Selected text:

============

I think asking the kids, “Have you thought about a budget?” might be enough for a starter.
Our venue is a hotel in a destination coastal spot. But though it’s elegant and a destination of it’s own, it’s not right on the water, so $ is lower than others there.
Wedding barns will have plenty of heat installed (and ac for summer.) But I suspect they’re easier to find in MA than NJ.
At one point, for the other D, I just googled ‘cheap wedding venues’ in MA and got some decent ideas.
We also let the couple be the conduit. I was going to pay for most of the wedding (except for the rehearsal dinner and welcome party), but D1 wanted to step it up quite a bit (especially her wedding dress and flowers), so I ended up giving her a budget and she added whatever extra she wanted. The groom’s parents also did the same for the welcome party.
With Goskid, we took easy, clear to us, way out: We are contributing $X amount, plus we will buy your wedding dress.
If you want to blow it all on a big splash event…or if you want to save it and get married at the courthouse, it’s your choice (as long as we are there!). We have very small family, but grooms family quite large.

============

[Data records]
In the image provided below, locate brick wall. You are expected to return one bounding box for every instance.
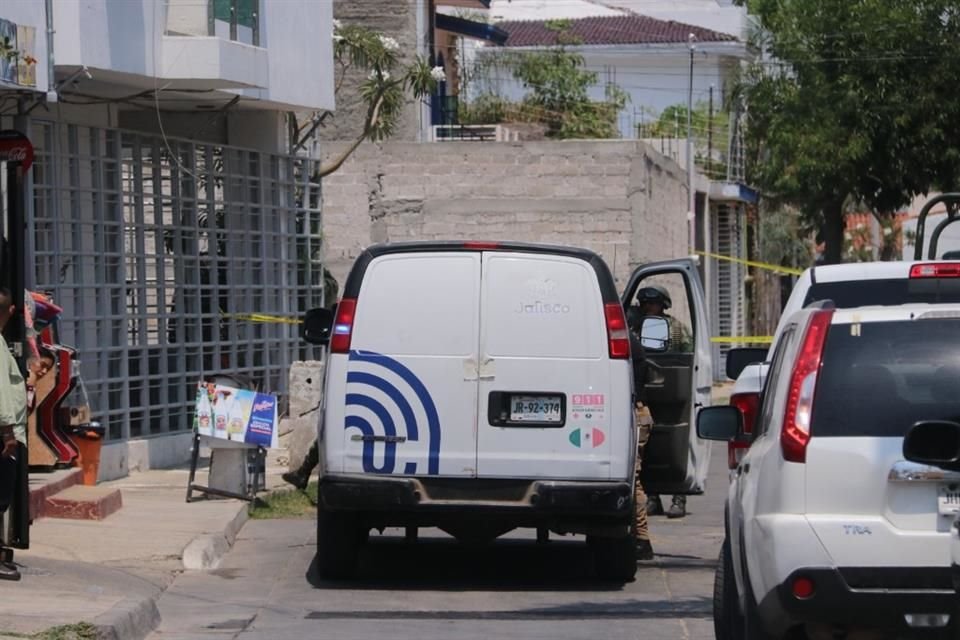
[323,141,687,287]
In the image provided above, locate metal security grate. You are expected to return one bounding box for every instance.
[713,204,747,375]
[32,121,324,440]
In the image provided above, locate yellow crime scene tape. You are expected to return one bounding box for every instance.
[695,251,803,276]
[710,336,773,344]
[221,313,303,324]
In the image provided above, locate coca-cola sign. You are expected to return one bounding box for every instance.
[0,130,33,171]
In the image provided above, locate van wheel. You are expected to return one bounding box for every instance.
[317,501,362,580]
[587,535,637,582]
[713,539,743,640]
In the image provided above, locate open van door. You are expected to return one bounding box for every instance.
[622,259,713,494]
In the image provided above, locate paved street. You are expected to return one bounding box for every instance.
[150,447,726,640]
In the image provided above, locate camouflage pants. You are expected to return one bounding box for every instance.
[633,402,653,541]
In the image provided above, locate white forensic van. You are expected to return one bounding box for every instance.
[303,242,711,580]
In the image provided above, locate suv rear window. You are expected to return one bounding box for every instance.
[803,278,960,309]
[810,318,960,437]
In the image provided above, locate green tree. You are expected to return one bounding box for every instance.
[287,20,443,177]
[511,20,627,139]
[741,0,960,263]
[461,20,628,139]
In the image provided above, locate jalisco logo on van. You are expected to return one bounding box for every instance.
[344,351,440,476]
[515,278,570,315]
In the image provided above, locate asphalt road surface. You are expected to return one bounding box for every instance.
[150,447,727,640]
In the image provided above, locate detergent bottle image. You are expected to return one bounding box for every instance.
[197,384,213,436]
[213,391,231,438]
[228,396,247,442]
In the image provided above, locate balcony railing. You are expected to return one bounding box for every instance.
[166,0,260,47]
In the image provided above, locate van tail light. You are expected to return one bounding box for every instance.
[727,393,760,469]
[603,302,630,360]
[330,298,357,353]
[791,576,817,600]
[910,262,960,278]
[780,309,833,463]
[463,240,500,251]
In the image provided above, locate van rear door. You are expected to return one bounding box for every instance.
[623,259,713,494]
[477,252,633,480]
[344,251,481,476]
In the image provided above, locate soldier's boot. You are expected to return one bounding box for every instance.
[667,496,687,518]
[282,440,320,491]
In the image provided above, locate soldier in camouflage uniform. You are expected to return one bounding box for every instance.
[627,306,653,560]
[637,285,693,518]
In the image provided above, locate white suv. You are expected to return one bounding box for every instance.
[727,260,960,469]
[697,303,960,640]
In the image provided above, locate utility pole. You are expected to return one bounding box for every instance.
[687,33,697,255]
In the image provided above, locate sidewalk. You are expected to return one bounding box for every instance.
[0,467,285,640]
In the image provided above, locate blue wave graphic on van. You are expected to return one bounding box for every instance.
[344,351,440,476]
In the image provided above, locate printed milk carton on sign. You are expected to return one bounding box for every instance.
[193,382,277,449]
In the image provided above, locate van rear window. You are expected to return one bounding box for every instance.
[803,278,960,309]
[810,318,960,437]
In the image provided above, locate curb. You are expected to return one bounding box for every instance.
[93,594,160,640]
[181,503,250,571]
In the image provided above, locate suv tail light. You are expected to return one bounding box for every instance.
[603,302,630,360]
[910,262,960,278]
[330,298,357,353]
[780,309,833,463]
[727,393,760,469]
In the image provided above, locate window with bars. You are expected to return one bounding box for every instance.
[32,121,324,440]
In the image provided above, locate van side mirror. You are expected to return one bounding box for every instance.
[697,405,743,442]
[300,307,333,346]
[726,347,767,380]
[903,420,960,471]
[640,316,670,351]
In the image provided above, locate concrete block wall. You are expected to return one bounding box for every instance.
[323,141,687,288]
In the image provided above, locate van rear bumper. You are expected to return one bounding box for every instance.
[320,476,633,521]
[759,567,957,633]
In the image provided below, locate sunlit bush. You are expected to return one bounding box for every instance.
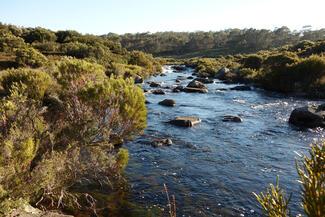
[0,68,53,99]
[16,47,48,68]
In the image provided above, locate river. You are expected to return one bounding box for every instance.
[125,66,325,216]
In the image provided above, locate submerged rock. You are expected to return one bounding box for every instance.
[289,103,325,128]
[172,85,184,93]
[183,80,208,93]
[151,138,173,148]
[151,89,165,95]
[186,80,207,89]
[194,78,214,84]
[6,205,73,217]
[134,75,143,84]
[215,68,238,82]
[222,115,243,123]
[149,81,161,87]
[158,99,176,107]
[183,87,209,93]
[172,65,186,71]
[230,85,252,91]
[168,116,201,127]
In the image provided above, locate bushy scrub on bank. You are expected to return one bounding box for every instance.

============

Task statement:
Copy the passage from the wedding budget text between "We also let" and "the welcome party.", inclusive.

Answer to this exercise:
We also let the couple be the conduit. I was going to pay for most of the wedding (except for the rehearsal dinner and welcome party), but D1 wanted to step it up quite a bit (especially her wedding dress and flowers), so I ended up giving her a budget and she added whatever extra she wanted. The groom’s parents also did the same for the welcome party.